WRITTEN INSTRUCTION A:
Transcribe the Dario Fo passage from "Dario Fo, the" down to "Literature, Oct. 9.", keeping every word and mark unchanged.

SELECTION:
Dario Fo, the left-wing Italian playwright whose satirical plays poke savage fun at contemporary society -- modern capitalism in particular -- was awarded the 1997 Nobel Prize for Literature, Oct. 9.

Fo's 70-plus plays include About Face, Misterio Buffo and We Won't Pay! We Won't Pay! (also translated as We Can't Pay, We Won't Pay).

Fo, 71, has been a thorn in the side of Italian authorities thoughout his 50-year career. In 1980 the U.S. State Department banned him from entering the U.S. owing to his support for revolutionary activities in Italy. But a visa was granted in 1984 for him to see the Broadway production of his The Accidental Death of an Anarchist, which starred Patti Lupone, among others. That play may be his best-known internationally.

WRITTEN INSTRUCTION B:
List each line of the entries that contains the string "patch". Match upper and lower case exactly.

ENTRIES SHOWN:
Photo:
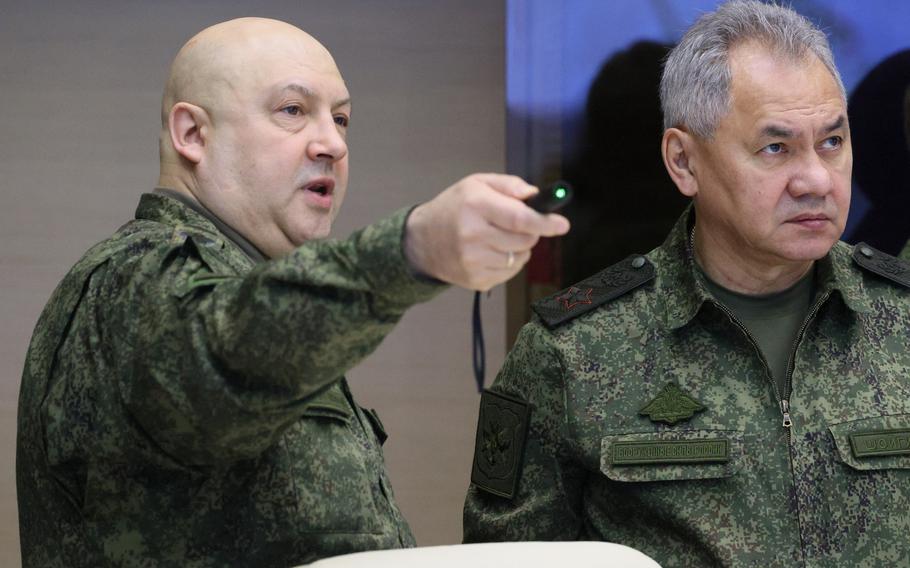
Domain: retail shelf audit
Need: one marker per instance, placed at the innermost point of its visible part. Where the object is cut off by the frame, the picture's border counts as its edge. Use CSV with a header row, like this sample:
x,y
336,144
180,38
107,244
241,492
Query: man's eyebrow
x,y
776,131
306,92
837,124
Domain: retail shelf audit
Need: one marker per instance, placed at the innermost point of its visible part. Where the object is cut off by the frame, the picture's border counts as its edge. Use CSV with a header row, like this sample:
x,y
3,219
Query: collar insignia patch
x,y
671,405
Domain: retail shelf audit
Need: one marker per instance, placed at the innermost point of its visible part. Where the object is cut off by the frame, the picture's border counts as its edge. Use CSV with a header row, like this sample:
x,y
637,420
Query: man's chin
x,y
810,250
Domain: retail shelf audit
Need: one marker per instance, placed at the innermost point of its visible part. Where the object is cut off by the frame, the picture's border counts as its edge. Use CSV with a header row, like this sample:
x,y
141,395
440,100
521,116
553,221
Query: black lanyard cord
x,y
479,351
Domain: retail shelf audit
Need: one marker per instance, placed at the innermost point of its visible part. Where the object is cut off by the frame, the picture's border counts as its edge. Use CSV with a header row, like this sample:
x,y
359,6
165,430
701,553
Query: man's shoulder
x,y
609,293
880,266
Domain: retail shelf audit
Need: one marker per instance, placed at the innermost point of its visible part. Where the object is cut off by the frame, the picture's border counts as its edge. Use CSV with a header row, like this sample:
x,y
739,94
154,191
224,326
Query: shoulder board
x,y
882,263
594,291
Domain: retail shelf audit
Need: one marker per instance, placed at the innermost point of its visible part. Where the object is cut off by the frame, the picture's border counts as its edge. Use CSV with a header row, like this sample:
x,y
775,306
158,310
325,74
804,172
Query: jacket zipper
x,y
788,384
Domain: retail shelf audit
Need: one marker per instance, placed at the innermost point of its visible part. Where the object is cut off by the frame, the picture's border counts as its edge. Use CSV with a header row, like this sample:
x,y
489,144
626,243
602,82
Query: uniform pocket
x,y
875,443
675,455
334,463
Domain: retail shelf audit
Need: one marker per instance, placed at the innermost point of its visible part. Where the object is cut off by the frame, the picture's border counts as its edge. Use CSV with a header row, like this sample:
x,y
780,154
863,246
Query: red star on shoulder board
x,y
574,296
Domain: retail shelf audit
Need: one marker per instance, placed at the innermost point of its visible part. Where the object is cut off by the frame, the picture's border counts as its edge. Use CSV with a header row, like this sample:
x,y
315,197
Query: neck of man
x,y
742,274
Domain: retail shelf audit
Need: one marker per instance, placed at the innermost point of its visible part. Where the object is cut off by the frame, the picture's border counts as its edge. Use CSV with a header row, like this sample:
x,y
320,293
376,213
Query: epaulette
x,y
594,291
882,263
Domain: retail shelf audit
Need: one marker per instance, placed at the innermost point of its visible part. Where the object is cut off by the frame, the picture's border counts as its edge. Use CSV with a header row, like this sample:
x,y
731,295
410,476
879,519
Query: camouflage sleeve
x,y
547,501
216,366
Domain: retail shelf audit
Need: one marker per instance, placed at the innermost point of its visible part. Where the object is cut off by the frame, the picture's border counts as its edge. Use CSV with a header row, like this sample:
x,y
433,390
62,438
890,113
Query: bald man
x,y
183,400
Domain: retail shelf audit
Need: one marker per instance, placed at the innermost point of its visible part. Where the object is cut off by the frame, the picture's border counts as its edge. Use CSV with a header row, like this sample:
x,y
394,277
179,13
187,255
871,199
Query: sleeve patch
x,y
502,429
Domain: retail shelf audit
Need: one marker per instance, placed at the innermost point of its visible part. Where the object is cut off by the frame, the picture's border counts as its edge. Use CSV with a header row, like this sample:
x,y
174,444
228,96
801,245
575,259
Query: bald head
x,y
253,126
219,63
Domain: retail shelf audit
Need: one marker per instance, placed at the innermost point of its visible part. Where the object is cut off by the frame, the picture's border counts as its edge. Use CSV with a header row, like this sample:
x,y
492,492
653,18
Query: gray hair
x,y
695,86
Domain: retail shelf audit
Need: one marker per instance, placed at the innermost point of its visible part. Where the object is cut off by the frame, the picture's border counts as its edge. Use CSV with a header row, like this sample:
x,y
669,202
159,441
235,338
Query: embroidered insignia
x,y
881,263
671,405
595,291
501,430
575,296
880,443
671,451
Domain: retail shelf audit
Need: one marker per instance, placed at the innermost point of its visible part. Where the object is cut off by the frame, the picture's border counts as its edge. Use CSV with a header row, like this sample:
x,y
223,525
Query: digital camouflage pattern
x,y
183,406
729,485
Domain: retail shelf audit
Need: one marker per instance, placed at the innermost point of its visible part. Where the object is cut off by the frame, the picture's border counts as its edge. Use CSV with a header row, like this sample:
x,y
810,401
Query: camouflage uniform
x,y
182,405
654,422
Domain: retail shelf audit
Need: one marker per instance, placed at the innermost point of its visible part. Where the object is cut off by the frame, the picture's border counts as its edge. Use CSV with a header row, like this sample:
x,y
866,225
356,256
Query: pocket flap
x,y
879,442
672,455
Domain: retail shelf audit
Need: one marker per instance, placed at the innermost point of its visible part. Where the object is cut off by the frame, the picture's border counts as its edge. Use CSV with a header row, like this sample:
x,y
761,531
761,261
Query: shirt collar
x,y
682,292
242,242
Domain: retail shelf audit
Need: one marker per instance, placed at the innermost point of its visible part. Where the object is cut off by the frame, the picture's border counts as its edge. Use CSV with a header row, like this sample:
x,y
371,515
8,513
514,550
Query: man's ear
x,y
678,149
188,126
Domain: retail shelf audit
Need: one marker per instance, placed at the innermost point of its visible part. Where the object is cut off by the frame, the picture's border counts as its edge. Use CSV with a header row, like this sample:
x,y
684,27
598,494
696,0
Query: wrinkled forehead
x,y
265,62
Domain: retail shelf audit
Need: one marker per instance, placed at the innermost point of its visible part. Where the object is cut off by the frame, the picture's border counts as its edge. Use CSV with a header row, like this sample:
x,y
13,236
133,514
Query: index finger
x,y
512,186
513,215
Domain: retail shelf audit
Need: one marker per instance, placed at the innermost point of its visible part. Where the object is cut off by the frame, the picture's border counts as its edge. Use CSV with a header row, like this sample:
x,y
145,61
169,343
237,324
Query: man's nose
x,y
812,176
328,141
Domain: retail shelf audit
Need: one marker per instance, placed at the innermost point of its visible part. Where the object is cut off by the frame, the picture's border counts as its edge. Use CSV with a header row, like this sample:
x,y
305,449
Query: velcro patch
x,y
502,428
880,443
671,451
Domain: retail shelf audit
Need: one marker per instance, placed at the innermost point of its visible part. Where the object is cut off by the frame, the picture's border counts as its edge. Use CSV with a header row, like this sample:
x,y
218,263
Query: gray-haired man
x,y
740,396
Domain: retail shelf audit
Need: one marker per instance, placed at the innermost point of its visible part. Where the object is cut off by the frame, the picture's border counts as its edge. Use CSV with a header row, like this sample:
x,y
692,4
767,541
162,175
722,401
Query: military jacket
x,y
653,421
184,406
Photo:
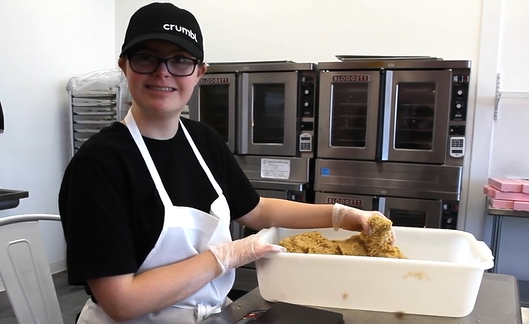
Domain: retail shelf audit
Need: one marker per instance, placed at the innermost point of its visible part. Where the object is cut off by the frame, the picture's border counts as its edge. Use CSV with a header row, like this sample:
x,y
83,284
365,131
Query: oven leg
x,y
495,240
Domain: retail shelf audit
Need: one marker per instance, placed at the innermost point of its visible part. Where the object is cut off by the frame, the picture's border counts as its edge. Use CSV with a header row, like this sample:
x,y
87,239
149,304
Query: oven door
x,y
348,114
213,102
402,211
417,112
268,116
411,212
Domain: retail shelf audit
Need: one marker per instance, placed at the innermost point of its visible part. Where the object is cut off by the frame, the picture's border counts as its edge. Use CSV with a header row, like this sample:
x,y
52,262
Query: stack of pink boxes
x,y
508,193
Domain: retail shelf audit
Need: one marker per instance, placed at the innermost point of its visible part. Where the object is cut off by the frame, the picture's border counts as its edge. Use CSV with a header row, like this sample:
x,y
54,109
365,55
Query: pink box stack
x,y
508,193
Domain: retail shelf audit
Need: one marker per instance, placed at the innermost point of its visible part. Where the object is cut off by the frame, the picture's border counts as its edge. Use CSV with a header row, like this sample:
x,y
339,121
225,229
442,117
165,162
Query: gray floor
x,y
71,300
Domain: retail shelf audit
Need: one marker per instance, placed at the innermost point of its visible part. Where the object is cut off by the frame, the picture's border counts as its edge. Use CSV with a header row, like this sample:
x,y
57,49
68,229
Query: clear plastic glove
x,y
240,252
354,219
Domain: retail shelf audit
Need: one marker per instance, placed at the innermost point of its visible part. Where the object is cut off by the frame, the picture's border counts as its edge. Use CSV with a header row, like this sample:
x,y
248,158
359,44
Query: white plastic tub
x,y
441,277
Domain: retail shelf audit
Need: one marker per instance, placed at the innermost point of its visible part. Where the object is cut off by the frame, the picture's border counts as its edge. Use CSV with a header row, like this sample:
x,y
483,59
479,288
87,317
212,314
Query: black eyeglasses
x,y
177,65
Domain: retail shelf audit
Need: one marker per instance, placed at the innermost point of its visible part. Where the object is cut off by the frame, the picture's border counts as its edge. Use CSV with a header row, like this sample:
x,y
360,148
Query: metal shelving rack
x,y
506,95
96,100
499,214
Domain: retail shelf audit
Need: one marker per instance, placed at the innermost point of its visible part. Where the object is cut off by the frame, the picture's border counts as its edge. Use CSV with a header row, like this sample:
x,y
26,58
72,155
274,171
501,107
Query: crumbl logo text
x,y
182,30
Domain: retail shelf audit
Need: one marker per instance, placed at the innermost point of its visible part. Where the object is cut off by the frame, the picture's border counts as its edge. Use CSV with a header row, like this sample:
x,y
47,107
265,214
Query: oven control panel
x,y
449,217
458,109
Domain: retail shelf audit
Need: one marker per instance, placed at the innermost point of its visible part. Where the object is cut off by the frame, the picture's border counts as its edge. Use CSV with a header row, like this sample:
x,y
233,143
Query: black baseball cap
x,y
164,21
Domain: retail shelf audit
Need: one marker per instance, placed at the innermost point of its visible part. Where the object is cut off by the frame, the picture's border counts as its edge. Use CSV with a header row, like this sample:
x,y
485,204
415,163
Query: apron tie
x,y
202,311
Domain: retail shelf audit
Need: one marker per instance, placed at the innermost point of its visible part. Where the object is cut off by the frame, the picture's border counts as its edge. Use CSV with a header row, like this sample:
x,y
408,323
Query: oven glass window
x,y
409,218
415,116
349,114
214,107
268,113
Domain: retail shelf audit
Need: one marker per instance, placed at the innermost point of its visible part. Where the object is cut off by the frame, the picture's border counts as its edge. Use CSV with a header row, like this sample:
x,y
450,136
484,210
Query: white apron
x,y
186,232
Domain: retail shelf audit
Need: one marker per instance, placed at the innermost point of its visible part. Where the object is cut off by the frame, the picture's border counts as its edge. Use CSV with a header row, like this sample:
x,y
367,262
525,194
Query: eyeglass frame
x,y
164,61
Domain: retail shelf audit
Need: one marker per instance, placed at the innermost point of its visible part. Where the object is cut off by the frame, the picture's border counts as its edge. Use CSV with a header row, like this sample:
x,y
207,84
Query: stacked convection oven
x,y
392,137
266,112
97,99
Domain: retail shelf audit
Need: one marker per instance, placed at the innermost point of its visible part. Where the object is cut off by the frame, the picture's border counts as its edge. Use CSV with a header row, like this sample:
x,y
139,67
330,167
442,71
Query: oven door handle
x,y
379,203
384,119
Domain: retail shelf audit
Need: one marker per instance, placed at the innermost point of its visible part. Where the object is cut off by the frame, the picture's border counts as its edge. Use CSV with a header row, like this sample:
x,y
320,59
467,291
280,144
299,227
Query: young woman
x,y
146,203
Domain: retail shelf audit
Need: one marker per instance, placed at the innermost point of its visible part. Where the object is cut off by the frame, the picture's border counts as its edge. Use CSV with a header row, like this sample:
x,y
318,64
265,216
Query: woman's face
x,y
160,91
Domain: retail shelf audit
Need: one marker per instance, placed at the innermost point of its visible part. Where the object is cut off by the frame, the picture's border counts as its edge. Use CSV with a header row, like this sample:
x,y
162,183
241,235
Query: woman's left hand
x,y
354,219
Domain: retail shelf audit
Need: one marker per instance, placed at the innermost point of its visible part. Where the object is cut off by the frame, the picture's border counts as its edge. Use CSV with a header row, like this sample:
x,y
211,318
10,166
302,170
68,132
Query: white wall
x,y
318,30
510,143
42,45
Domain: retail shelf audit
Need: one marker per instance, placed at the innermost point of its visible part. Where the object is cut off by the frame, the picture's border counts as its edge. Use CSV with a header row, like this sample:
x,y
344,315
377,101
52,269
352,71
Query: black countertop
x,y
497,303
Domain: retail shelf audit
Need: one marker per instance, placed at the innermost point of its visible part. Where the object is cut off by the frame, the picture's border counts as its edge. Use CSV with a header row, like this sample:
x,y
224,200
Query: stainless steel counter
x,y
497,302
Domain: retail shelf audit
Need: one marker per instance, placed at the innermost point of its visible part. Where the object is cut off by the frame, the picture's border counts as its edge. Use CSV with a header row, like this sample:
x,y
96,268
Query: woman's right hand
x,y
234,254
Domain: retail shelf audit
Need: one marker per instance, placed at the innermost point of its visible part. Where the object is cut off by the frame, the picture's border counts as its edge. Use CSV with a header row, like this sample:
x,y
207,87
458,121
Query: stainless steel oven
x,y
393,110
409,194
260,108
391,136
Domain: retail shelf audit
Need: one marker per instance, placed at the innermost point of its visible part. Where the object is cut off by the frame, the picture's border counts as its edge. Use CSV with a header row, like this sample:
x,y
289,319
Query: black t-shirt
x,y
111,212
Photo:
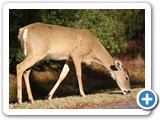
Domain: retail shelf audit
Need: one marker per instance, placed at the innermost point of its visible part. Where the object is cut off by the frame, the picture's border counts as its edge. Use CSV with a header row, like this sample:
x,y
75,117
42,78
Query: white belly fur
x,y
53,57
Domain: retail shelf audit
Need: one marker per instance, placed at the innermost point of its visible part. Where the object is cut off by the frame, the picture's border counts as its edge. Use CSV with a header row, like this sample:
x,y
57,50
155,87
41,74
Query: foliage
x,y
111,27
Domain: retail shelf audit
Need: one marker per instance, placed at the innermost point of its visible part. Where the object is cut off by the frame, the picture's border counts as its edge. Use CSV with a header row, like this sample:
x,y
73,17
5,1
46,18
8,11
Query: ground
x,y
105,100
102,91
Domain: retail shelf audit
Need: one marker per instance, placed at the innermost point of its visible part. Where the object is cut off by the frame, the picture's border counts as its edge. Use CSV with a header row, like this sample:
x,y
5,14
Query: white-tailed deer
x,y
39,41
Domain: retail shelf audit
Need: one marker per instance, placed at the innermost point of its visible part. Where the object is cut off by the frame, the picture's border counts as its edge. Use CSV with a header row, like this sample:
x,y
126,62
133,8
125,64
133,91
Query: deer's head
x,y
121,76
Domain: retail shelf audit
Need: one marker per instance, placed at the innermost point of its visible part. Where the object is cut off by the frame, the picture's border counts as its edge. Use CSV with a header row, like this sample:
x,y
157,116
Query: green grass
x,y
74,102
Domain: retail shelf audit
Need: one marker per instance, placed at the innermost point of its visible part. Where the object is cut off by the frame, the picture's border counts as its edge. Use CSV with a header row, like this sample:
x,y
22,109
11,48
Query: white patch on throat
x,y
113,76
24,40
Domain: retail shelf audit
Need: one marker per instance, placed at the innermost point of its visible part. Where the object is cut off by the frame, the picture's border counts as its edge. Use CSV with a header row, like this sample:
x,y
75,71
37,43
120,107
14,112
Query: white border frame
x,y
8,6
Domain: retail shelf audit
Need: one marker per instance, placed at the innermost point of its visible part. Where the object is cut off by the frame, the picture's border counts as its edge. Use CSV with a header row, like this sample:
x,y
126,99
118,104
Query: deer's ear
x,y
118,64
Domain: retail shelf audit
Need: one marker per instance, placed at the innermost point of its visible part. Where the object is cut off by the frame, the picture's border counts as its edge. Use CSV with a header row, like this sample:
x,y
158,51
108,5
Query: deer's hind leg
x,y
63,74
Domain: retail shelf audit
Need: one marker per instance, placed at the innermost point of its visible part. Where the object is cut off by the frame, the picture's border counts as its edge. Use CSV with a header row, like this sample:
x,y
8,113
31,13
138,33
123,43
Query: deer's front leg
x,y
19,84
26,79
78,68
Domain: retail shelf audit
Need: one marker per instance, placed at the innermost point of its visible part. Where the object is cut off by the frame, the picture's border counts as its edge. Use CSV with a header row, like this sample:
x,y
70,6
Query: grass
x,y
97,83
106,98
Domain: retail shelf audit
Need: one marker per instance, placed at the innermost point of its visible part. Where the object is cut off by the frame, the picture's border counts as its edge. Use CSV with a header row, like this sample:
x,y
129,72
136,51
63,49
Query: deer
x,y
45,41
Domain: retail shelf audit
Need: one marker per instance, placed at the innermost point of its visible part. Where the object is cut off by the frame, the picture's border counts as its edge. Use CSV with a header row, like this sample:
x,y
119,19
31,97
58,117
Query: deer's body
x,y
39,41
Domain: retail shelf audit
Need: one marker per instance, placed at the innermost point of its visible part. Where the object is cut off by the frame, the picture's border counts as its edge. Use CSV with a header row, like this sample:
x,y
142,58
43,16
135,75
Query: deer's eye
x,y
126,78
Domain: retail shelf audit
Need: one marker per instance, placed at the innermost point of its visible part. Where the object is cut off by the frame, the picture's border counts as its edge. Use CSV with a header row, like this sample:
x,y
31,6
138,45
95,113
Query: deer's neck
x,y
102,55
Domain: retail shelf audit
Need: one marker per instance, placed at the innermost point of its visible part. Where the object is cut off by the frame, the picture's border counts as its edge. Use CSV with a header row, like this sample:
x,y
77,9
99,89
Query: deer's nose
x,y
126,92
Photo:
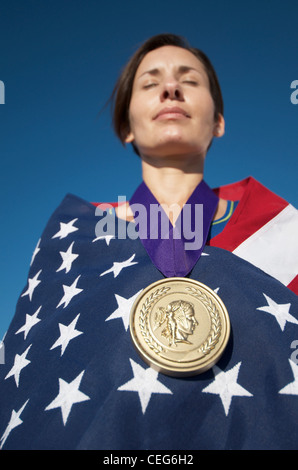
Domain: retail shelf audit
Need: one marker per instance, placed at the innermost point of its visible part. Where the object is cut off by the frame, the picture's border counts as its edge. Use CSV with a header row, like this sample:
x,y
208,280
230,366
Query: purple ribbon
x,y
174,250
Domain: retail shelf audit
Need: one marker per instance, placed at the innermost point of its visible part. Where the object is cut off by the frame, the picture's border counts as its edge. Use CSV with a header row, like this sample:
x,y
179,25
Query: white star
x,y
67,333
292,387
107,238
31,320
37,249
225,385
20,362
117,267
13,423
279,311
124,308
32,284
68,395
68,258
69,293
65,229
145,383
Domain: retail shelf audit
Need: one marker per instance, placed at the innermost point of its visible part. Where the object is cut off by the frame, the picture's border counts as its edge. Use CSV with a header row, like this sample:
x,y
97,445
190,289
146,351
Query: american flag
x,y
73,380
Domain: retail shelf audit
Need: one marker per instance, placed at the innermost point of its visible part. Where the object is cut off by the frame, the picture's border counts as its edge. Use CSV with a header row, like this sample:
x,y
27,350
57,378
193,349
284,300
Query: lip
x,y
173,112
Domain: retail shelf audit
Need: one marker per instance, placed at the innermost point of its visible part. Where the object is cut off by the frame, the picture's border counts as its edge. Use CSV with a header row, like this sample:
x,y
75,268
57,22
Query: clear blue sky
x,y
59,61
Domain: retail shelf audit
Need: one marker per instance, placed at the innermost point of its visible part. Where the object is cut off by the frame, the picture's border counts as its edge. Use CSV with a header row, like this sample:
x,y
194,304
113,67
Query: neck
x,y
171,184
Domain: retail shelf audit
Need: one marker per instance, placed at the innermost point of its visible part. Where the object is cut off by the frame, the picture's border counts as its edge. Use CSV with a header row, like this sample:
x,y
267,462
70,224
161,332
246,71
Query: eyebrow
x,y
182,69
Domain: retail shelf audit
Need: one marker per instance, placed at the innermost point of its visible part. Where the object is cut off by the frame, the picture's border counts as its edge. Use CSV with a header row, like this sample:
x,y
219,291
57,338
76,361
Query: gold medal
x,y
179,326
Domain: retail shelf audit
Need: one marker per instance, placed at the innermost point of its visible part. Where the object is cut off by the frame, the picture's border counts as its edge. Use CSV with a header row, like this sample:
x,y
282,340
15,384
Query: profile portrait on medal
x,y
100,347
180,321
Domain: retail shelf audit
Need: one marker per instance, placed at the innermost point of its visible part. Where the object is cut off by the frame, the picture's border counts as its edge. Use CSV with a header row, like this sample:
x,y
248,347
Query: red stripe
x,y
294,285
257,206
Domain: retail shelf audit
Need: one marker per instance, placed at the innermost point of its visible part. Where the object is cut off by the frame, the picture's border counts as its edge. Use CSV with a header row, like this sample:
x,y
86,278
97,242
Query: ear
x,y
219,126
129,138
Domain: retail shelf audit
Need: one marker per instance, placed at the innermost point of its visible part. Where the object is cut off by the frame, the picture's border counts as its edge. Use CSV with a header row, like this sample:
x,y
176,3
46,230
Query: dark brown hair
x,y
121,95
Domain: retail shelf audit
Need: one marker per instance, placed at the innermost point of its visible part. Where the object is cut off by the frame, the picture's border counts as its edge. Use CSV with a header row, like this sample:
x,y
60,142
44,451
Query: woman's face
x,y
171,110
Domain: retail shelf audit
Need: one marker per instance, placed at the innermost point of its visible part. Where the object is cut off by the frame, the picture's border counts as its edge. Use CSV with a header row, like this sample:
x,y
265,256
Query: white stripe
x,y
274,247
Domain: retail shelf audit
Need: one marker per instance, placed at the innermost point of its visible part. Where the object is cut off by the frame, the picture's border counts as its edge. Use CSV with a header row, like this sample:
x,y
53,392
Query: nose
x,y
172,91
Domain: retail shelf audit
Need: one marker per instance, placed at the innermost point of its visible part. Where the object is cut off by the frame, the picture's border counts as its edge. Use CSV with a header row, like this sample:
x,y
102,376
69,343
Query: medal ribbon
x,y
174,250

EXERCISE SOLUTION A:
Dario Fo, the left-wing Italian playwright whose satirical plays poke savage fun at contemporary society -- modern capitalism in particular -- was awarded the 1997 Nobel Prize for Literature, Oct. 9.

EXERCISE SOLUTION B:
Query: collar insignia patch
Query: sleeve patch
Query: velcro patch
Query: white patch on throat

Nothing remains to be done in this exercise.